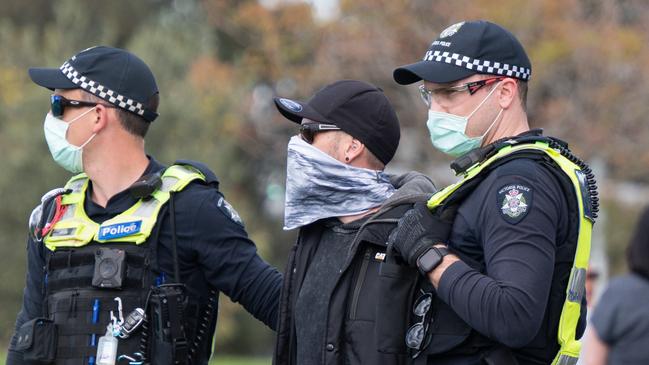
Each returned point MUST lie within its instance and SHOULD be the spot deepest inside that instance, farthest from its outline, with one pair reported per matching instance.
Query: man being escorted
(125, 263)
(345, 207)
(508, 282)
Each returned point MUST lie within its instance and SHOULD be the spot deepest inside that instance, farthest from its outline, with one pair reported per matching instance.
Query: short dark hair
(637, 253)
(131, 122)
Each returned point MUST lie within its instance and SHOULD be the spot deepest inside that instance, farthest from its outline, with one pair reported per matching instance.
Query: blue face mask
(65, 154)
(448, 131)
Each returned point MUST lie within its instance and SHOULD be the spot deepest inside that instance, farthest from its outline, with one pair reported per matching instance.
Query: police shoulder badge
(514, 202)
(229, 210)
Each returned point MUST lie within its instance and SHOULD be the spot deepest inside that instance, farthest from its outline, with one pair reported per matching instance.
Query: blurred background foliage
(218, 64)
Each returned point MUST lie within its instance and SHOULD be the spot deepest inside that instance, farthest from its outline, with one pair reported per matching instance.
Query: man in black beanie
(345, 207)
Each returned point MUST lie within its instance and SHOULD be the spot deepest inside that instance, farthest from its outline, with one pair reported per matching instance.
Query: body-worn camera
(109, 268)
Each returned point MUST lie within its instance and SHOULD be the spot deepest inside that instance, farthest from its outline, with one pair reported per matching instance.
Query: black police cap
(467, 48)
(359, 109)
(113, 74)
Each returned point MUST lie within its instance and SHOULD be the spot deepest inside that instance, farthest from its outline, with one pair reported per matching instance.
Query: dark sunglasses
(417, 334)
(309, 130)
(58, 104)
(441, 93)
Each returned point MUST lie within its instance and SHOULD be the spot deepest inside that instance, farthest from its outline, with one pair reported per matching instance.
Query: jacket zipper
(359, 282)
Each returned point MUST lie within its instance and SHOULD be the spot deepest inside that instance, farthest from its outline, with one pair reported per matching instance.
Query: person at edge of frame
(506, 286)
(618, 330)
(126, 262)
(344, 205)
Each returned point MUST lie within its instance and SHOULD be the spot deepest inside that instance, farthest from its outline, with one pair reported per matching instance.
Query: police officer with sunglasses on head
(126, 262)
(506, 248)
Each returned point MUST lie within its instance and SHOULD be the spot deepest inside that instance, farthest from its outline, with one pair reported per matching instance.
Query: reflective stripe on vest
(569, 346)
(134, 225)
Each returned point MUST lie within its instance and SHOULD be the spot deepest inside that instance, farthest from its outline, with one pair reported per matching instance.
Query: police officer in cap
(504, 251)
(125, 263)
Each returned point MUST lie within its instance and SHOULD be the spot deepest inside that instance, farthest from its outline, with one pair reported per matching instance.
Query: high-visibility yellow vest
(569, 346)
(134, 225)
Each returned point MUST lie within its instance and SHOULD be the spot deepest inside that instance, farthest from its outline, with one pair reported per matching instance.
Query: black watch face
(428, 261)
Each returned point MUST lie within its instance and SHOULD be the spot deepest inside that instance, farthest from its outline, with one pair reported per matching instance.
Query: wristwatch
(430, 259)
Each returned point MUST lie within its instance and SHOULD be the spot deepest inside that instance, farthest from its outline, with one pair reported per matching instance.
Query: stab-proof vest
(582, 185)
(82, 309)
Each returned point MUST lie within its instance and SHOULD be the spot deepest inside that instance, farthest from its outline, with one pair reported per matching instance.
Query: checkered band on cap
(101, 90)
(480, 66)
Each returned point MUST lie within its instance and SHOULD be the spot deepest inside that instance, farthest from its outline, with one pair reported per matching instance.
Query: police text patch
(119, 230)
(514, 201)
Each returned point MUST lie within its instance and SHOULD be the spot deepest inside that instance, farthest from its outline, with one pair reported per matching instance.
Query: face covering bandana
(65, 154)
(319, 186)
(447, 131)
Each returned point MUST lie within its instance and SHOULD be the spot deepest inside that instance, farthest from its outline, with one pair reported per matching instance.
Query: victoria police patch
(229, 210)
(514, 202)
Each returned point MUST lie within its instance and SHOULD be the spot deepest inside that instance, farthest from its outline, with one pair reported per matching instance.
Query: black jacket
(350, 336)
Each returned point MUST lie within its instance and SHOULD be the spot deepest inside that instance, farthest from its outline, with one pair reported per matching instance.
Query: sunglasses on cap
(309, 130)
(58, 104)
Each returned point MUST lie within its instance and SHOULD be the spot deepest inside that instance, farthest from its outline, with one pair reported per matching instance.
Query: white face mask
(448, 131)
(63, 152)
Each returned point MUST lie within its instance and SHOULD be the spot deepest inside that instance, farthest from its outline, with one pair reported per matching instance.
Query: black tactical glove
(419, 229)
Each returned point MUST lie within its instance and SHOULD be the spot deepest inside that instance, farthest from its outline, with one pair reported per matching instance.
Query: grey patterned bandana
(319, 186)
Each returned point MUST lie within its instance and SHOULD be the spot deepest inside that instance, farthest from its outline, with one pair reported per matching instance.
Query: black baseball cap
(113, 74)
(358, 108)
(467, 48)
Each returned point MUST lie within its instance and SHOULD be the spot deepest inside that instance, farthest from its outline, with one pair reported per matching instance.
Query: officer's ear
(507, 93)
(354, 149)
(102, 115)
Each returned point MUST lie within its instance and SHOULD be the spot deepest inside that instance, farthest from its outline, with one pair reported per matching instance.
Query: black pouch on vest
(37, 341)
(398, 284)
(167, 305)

- **Task brief**
Would you set down the entries exactly as given, minus their pictures?

- **Response to the task**
Each returned point MUST lie within its instance and SHOULD be the spot deepest inside that instance, farthest from its outline, with one pair reported per matching instance.
Query: man being escorted
(125, 263)
(345, 207)
(508, 282)
Each returned point MUST lie within its instance and SHOULD be the spot deepest inside that instance, farthest from its outline, with one pair reported per matching instance.
Query: short dark hair
(637, 253)
(131, 122)
Each returned point MUST lie within its instance and SHOULD be the spot deepest inside that instance, farthest from its outline, with one pair reported per matching instance.
Query: blue face mask
(65, 154)
(448, 131)
Each returned point MUST lie within its instance and SHOULD be the spot deepest inside that instance, farthest from its outline, with one pair reported per matching instance.
Query: police shoulder badge
(514, 202)
(229, 210)
Each returned point MUST lie within its instance and SHOULD be the spot deepest inside that instance, farthest from its outline, with one pair reported per matching instance.
Query: blurred background foliage
(218, 64)
Each returned point MUST lie within its instance and SHOULD be the spot deepest inside that instance, farthest from its outline, with one pair reported per matching instance.
Query: man in black beanie
(345, 207)
Each returned point MUST lie within its instance and SHOULD be the spot deepest inside that instance, farthest from its outline, with one pair reported per matching instance.
Query: body-worn camera
(109, 268)
Each returned point MUST lie within its instance and SHOULD be the spot deepest inside that instance, farthest from its outline, with one pair reported per matching instance.
Query: black police cap
(467, 48)
(359, 109)
(113, 74)
Each returned point MUST lie within its instance and SHOULD be the spot deepest inside that instance, farthest from its outline, with one pair reported per matching instance.
Query: dark sunglasses
(417, 334)
(309, 130)
(58, 104)
(441, 93)
Each returned point MUST lie within its instance and SHOULD be the spot deepest inside that instance, farthest from its outline, with one pair reported per matching instance.
Query: jacket zipper
(359, 282)
Each returned point MUST lie within its instance and SHOULD be the spot deepest inside that instance, farthest from its outline, with one pair reported per matching instance.
Query: person at edge of frame
(506, 286)
(618, 330)
(126, 262)
(344, 205)
Each returned point MUST lie within its instance and SHOULD be the spot deepest inside that instance, farthest from its outline, with one pair reported per matching instance.
Query: police officer with sunglasses on head
(126, 262)
(506, 248)
Each returned point MUST lie within its instance and SHOULD be the spot deepest inside that instance, farthest from its outline, with one pair reported per matching instance.
Query: reflective stripe on vest
(569, 346)
(134, 225)
Each returned point MUST lie within its instance and SHOULD be the spot deepest inside that instance, farthest from its outline, with one pair reported per matching instance.
Query: police officer in cap
(504, 251)
(125, 263)
Each returned point MUST lie within its instance and SHOULD be the spot deepest inside that instance, farthest from its outline, with one pair reported per matching instance.
Query: high-visibility yellow vest
(569, 346)
(134, 225)
Each returned point MUST lie within its instance and SHOULD be the spot deepest inside that instance, farthest from its outline, with one pair reported per matching instance.
Query: black watch face
(428, 261)
Each returned point MUST lie within its instance and SHOULD be the spot deepest inside that instance, farthest from its outline, with one pair reported per matching instance.
Query: wristwatch
(430, 259)
Each returned point MUST lie within its instance and SHOULD be the spot deepest inside that instance, farthest from its outline, with one pair reported per matching instance.
Query: stab-proof vest
(582, 185)
(82, 309)
Each returned point MUST lie within its instance and SHOULD be the spot deepest inside that instance, farthest from its outline, with one pair reported per matching instance.
Query: checkered band on cap
(101, 90)
(480, 66)
Each returned point MUST lie within its instance and SHOULD be the spot deepest inside that instance, farthest from its outline, with one pair reported per matching instance.
Query: police text patch
(119, 230)
(514, 201)
Each returned point MUST lie within its instance and SHOULD be the spot deepest inside that instance, farthest from its outline, with one pair reported per matching instance.
Query: face covering bandana
(65, 154)
(319, 186)
(447, 131)
Each returned point MUST lie within its instance and SHOULD be the spot deepest inside that instance, farthest from its outline, with one pair reported per matching instance.
Query: victoria police patch
(229, 210)
(514, 202)
Each returned point MUST lie within its instance and SHOULD be the spot deepest inside that instance, farthest from its outline, with one pair reported per matching instance.
Query: black jacket
(350, 336)
Each returned point MUST lie within its instance and SHOULD be the spot deepest inside that instance, farthest from its outline, with one pair reported per matching instance.
Query: sunglasses on cap
(309, 130)
(58, 104)
Each returned point MUST lie within its instance and SHOULD be the spot deepest inside that instance, farthest from its outline, with one pair reported per matching instance.
Query: white face mask
(448, 131)
(63, 152)
Each returned point MUST lie within its instance and SHOULD be the spot deepest inside that instance, farthest from its outline, with one pair reported per matching instance.
Query: black tactical glove
(419, 229)
Each returned point MUST lie within its instance and SHOULD be the spot deepest inside that instance, farthest from its outline, with one pair reported per matching instance.
Query: grey patterned bandana
(319, 186)
Each returned point MUST lie within its instance and SHOULD be the spot deepest inside that instance, farthest from its outline, with one pair reported per matching instance.
Query: black baseball cap
(113, 74)
(358, 108)
(467, 48)
Each returned point MUST lie within its instance and SHOULD be the spot deepest inside that instance, farthest from its outline, with one pair reported per matching instance.
Query: officer's ear
(507, 93)
(354, 149)
(102, 115)
Each returned point MUST lie within its instance and SHOULD be the spot deepest inside that instance, farthest from its outline, with one pair reported per matching instance.
Query: black pouch on vest
(37, 341)
(398, 284)
(167, 305)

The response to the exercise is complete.